— start of Records for processing —

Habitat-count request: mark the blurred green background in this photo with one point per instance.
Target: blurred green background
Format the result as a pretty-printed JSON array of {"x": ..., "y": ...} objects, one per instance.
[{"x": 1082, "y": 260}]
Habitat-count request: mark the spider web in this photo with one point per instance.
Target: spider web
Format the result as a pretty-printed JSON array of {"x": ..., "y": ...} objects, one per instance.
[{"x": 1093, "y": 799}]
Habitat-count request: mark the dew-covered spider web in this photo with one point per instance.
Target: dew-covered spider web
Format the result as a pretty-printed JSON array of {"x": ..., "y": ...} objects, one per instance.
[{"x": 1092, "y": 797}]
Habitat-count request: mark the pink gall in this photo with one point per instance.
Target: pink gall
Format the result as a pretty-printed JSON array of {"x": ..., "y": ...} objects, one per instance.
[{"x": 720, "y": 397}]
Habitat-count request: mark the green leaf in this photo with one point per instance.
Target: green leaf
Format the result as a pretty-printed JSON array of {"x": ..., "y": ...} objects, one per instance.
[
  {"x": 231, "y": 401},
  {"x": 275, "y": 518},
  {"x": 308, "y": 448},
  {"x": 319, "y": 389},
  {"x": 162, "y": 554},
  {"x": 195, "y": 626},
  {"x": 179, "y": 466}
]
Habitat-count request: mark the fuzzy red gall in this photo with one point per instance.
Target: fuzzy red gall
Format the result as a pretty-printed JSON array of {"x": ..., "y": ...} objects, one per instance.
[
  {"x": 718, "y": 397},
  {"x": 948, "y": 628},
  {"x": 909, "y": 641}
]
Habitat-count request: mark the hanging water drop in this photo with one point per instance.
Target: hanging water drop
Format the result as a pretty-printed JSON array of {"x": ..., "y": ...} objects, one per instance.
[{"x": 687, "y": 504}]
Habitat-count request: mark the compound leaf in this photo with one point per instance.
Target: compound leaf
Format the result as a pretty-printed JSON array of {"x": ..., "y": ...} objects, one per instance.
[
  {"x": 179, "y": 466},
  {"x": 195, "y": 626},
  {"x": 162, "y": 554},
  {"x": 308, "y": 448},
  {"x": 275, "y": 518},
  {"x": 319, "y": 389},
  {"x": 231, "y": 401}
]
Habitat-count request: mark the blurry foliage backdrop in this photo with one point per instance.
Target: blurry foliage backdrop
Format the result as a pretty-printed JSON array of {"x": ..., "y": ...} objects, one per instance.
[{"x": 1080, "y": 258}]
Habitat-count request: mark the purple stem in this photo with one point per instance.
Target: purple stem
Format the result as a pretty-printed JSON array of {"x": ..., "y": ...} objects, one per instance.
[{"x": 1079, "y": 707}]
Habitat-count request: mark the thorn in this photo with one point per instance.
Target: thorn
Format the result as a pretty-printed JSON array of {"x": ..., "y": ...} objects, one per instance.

— end of Records for processing —

▶ [Exercise description]
Copy the lines of the records from the one containing "Habitat-count request: mark the thorn" through the last line, both included, and swap "thorn" for "spine" while leaving everything else unchanged.

▶ [Expected output]
Habitat-count request: mark the spine in this photo with one point per instance.
Target: spine
Format the result as a pretty-printed JSON array of {"x": ..., "y": ...} objects, one per instance.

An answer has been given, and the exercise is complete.